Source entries

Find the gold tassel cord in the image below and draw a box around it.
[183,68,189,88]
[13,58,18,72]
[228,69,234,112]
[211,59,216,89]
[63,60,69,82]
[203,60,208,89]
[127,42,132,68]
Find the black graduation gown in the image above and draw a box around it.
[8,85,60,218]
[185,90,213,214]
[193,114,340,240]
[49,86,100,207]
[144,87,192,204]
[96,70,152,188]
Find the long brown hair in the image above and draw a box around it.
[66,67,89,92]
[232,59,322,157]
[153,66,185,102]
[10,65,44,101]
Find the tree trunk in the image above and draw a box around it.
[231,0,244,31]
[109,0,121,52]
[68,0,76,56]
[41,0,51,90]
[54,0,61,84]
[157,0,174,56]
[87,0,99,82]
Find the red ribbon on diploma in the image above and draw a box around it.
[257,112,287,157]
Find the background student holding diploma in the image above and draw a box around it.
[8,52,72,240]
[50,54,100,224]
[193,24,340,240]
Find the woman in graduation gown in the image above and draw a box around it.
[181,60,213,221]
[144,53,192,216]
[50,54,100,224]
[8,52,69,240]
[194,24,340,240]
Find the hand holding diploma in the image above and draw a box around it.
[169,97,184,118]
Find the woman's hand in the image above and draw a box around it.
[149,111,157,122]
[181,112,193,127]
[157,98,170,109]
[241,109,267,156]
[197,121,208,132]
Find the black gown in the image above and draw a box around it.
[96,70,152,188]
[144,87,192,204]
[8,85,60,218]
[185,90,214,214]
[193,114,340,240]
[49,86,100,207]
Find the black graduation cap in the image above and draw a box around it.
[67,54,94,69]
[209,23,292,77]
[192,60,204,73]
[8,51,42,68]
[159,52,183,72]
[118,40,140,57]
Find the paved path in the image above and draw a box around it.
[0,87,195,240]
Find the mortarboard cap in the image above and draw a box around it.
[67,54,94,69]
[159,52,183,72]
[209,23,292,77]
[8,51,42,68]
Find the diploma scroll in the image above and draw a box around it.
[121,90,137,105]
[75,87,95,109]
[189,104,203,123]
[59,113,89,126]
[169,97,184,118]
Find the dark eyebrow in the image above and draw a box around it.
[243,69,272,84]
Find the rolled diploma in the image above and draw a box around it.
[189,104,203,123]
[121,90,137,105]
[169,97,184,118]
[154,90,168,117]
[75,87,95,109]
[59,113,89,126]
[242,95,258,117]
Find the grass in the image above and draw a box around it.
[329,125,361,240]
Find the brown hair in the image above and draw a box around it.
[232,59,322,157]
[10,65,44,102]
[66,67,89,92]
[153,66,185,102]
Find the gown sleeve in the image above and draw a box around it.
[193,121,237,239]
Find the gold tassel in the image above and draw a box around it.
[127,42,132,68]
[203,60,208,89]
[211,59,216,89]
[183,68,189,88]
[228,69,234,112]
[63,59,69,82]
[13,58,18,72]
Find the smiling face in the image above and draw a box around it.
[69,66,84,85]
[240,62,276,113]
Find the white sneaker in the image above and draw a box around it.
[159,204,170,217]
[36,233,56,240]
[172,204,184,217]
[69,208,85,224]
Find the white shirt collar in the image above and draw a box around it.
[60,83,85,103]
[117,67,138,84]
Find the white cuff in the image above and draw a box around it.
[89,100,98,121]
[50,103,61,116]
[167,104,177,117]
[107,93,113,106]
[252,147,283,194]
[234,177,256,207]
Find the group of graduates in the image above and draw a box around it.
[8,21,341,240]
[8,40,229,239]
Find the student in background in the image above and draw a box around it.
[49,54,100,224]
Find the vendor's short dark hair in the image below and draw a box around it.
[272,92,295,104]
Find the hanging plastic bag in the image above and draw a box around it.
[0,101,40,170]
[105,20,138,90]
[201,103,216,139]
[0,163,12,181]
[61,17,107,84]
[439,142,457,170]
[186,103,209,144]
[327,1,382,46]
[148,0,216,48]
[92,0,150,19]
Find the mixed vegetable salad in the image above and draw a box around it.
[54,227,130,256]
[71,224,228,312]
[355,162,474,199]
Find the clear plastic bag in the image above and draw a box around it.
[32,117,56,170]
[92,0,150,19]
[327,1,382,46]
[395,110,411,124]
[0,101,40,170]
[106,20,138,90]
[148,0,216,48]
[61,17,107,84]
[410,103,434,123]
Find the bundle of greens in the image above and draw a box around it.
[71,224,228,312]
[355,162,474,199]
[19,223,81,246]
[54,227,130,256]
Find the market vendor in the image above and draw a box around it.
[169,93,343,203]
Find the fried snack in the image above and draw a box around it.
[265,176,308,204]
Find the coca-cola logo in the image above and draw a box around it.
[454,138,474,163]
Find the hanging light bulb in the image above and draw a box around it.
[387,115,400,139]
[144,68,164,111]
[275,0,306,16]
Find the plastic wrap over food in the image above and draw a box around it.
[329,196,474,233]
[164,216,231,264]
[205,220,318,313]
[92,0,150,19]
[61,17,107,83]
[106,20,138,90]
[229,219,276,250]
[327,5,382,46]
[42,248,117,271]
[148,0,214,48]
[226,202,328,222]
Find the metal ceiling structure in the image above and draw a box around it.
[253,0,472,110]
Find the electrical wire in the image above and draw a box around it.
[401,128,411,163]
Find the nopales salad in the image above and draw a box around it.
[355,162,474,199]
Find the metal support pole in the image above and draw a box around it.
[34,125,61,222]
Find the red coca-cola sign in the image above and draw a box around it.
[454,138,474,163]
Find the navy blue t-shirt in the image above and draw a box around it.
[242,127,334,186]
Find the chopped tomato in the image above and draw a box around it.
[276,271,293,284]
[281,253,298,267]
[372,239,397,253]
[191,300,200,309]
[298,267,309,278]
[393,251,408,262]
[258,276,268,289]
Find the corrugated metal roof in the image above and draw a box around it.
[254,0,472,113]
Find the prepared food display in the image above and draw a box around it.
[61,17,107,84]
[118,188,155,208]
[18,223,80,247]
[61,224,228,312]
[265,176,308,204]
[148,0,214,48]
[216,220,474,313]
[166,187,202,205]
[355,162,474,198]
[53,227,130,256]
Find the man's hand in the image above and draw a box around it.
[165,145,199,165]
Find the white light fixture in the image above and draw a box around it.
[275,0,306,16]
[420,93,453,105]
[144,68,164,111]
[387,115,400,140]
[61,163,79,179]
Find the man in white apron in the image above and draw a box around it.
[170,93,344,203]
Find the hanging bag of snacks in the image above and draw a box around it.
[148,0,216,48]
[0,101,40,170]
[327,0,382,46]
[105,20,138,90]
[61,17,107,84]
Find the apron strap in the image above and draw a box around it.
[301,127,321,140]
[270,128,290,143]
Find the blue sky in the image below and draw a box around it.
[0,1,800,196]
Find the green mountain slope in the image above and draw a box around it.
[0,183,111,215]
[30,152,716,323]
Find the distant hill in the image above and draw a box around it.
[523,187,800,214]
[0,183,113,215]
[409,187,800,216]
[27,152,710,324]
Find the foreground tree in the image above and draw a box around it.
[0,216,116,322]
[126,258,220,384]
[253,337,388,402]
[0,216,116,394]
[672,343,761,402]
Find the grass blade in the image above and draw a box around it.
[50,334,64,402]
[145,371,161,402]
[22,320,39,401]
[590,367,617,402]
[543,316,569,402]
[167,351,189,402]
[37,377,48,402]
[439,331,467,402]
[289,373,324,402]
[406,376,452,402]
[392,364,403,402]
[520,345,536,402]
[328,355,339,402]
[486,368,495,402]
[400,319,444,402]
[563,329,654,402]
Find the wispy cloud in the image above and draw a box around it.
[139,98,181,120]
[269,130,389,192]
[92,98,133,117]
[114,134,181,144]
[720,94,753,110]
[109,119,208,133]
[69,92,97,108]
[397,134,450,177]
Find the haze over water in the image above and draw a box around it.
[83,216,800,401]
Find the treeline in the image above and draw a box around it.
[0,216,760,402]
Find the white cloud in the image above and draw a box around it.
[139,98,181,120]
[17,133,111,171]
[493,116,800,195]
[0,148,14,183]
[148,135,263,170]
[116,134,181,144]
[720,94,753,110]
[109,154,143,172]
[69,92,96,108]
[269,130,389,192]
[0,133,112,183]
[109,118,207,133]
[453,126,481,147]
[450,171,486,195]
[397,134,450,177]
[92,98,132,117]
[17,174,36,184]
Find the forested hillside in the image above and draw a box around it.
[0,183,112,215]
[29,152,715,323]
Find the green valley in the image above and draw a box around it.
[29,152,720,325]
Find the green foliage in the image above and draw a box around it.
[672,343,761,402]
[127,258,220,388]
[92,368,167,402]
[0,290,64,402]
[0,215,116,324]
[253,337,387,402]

Your instructions: From the entries above, output everything from the line containing "Find the hanging light" down to the line containing "[30,152,716,323]", both lines included, as a JSON array of strings with one string per line. Skip any blank lines.

Answer to this task:
[
  "Find the hanging light bulb in the image above and draw a box around it.",
  "[387,115,400,139]",
  "[144,68,164,111]",
  "[275,0,306,16]",
  "Find the plastic wrap over food in the image above and draw a box around it.",
  "[329,196,474,233]",
  "[164,216,231,264]",
  "[205,220,318,313]",
  "[92,0,150,19]",
  "[61,17,107,83]",
  "[106,20,138,90]",
  "[229,219,276,250]",
  "[327,5,382,46]",
  "[42,248,117,271]",
  "[148,0,214,48]",
  "[226,202,328,222]",
  "Find the metal ceiling structure in the image above and draw a box around it.",
  "[253,0,472,110]",
  "Find the electrical wire in the image above and draw a box around it.",
  "[401,128,411,163]",
  "Find the nopales salad in the image above and draw a box around it.",
  "[355,162,474,199]",
  "Find the metal support pole in the image above and draw a box around it.",
  "[34,125,61,222]",
  "Find the red coca-cola sign in the image above and draw a box around it.",
  "[454,138,474,163]",
  "Find the navy blue t-shirt in the image above and draw a box around it.",
  "[242,127,334,186]",
  "Find the chopped tomato in the image above and draw a box around it.",
  "[276,271,293,284]",
  "[281,253,298,267]",
  "[372,239,397,253]",
  "[191,300,200,309]",
  "[298,267,309,278]",
  "[393,251,408,262]",
  "[258,276,268,289]",
  "Find the corrugated metal roof in the image above and draw a box around it.",
  "[254,0,472,113]",
  "Find the prepared food display in the image above and draw a box around it.",
  "[61,17,107,84]",
  "[118,188,155,208]",
  "[18,223,80,247]",
  "[61,224,228,312]",
  "[265,176,308,204]",
  "[148,0,214,48]",
  "[216,220,474,313]",
  "[166,187,202,205]",
  "[355,162,474,198]",
  "[53,227,130,256]",
  "Find the man's hand in the image above and draw a box around it.",
  "[165,145,199,165]",
  "Find the white light fixture in the image above and draw a box around it.",
  "[275,0,306,16]",
  "[420,93,453,105]",
  "[144,68,164,111]",
  "[387,115,400,140]",
  "[61,163,79,179]",
  "Find the man in white apron in the image above and draw a box around it.",
  "[170,93,344,203]",
  "Find the hanging bag of snacks in the image above and draw a box around it.",
  "[148,0,216,48]",
  "[0,101,40,170]",
  "[327,0,382,46]",
  "[105,20,138,90]",
  "[61,17,107,84]",
  "Find the apron strap in the image above and draw a box around it.",
  "[301,127,321,140]",
  "[270,128,290,143]",
  "Find the blue sky in the image below and draw a box around it.",
  "[0,1,800,196]",
  "Find the green mountain slope in the image above and draw a box around it.",
  "[0,183,111,215]",
  "[30,152,716,323]"
]